PROBLEM TO WORK ON =
Answer these from the essay on students' labeling language below.
1. When students label people, what does the essay say they are telling them?
2. Which three possibilities does the shift from "be" to "being" account for?
3. What does the essay call static and ultimately incomplete?

## start SUPPLIED TEXT

Whether or not our students have read Shakespeare, they live this question every day with their approach to both people and situations. Insults and statements loaded with assumptions about what people and things “are” or “aren’t” come flying out of their mouths like kamikazes. They are linguistically trapped into labeling people as “bitches” or “faggots,” or “fuckers,” take your pick. Students may not realize it, but they are telling people what they are, not who they are. This is cause for concern, because as a result they begin to confuse the two. When we see someone for what they are, not who they are, this leaves room for only anger, frustration, and feelings of superiority or inferiority. We lose the human component, a person’s story, which is essential for compassion to take place. When we say a statement like, “she’s a bitch,” we are labeling that person, and somewhere along the line our attitude drastically changes toward them to compensate this mental categorization. It is therefore not enough for corps members to simply stop the verbalization of this labeling. We must try to reframe how our students react to others, to get them to switch from the “be” to the “being.” This small shift accounts for a world of difference simply because it accounts for the possibility of mistakes, moods, and change. Should someone be “being a bitch,” that sequentially leads to the next question, “why are they being that way?” This mental shift can also account for the possibility of a person’s behavior being only temporary, giving you the mental flexibility to allow them to change.  If we can encourage our students to use different language with themselves, we can help them see the difference this can make on their reactions to others and themselves. Because “to be or not to be” is a question, and a good one, but it isn’t the most compelling question when it comes to a human being and their complexities. What someone “is” or “isn’t” remains static, and ultimately incomplete. Why not plant a more profound seed in the minds of our students, the seed of who someone is being, and why they are being that way. That simple question of “why?”  … now that is a question.

## end SUPPLIED TEXT
## start EXCERPTED DATA

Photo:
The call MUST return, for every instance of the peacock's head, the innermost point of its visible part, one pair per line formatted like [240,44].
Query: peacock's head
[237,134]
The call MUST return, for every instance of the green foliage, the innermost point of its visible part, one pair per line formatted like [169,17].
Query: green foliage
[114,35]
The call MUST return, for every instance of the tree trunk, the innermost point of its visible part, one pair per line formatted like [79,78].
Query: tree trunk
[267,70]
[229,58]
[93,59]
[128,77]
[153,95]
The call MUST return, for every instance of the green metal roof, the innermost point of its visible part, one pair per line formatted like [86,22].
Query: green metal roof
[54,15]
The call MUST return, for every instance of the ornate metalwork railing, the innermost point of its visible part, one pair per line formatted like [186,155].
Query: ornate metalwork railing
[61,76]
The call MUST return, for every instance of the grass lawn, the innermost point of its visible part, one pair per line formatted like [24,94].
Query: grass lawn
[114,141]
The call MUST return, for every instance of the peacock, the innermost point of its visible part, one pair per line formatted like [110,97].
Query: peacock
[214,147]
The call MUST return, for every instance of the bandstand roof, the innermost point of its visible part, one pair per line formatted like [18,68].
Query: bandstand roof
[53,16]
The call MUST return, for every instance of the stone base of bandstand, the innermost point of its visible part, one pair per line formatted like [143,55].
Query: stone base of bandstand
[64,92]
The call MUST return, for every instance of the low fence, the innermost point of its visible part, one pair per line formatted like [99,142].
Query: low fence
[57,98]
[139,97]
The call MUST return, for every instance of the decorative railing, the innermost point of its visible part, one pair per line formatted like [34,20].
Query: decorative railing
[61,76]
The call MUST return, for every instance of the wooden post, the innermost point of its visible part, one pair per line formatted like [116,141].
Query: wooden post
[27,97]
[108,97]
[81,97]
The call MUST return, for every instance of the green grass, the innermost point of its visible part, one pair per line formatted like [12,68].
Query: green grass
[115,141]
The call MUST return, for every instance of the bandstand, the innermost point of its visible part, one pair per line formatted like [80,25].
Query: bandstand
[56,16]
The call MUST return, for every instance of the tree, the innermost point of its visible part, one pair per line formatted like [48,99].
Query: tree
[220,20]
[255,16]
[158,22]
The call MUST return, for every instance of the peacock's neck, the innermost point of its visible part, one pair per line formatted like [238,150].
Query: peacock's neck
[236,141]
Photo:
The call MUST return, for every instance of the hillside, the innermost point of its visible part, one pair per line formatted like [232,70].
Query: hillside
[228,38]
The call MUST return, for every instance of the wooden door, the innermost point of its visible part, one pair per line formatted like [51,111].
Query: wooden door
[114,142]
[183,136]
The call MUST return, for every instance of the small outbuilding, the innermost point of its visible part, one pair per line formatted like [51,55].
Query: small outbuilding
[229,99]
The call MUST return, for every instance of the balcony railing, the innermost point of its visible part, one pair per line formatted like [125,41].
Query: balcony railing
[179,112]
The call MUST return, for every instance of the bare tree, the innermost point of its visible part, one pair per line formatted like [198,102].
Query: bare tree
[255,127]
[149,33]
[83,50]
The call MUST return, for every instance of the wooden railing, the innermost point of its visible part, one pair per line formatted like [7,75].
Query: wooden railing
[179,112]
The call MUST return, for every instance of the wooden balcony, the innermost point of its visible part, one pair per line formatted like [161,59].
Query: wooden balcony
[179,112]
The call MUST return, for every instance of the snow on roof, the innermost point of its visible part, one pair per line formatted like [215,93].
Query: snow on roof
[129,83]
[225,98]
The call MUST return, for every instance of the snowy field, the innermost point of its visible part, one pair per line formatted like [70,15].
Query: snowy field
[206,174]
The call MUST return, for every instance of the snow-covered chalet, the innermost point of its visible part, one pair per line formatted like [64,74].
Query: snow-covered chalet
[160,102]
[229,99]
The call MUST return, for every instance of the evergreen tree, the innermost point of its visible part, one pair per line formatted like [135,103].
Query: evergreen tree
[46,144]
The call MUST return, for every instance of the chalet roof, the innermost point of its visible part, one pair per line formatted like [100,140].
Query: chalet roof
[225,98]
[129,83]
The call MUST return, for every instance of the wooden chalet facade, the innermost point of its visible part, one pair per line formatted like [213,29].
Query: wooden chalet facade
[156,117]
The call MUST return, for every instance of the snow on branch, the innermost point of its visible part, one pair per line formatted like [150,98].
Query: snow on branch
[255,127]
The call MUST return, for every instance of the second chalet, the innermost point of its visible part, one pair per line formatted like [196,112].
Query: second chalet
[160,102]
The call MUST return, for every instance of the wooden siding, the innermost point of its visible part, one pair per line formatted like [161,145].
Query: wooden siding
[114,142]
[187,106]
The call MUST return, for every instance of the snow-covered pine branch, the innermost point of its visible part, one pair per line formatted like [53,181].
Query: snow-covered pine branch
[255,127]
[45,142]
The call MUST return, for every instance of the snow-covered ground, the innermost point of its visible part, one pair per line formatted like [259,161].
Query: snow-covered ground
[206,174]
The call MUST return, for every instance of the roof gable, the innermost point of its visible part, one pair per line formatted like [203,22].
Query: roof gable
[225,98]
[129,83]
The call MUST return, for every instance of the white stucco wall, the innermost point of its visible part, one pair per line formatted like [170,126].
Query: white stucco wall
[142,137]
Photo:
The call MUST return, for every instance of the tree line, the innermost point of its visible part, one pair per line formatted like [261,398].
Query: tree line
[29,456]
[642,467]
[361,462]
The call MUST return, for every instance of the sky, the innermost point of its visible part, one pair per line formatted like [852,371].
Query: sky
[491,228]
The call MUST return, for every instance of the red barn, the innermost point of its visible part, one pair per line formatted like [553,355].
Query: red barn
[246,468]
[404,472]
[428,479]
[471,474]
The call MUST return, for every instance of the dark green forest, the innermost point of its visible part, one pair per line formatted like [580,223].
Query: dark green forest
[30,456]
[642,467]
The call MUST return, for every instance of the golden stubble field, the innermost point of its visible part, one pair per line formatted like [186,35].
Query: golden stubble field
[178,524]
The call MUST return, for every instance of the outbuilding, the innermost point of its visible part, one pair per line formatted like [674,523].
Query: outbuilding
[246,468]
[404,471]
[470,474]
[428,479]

## end EXCERPTED DATA

FINAL RESULT =
1. What they are, not who they are.
2. Mistakes, moods, and change.
3. What someone "is" or "isn't."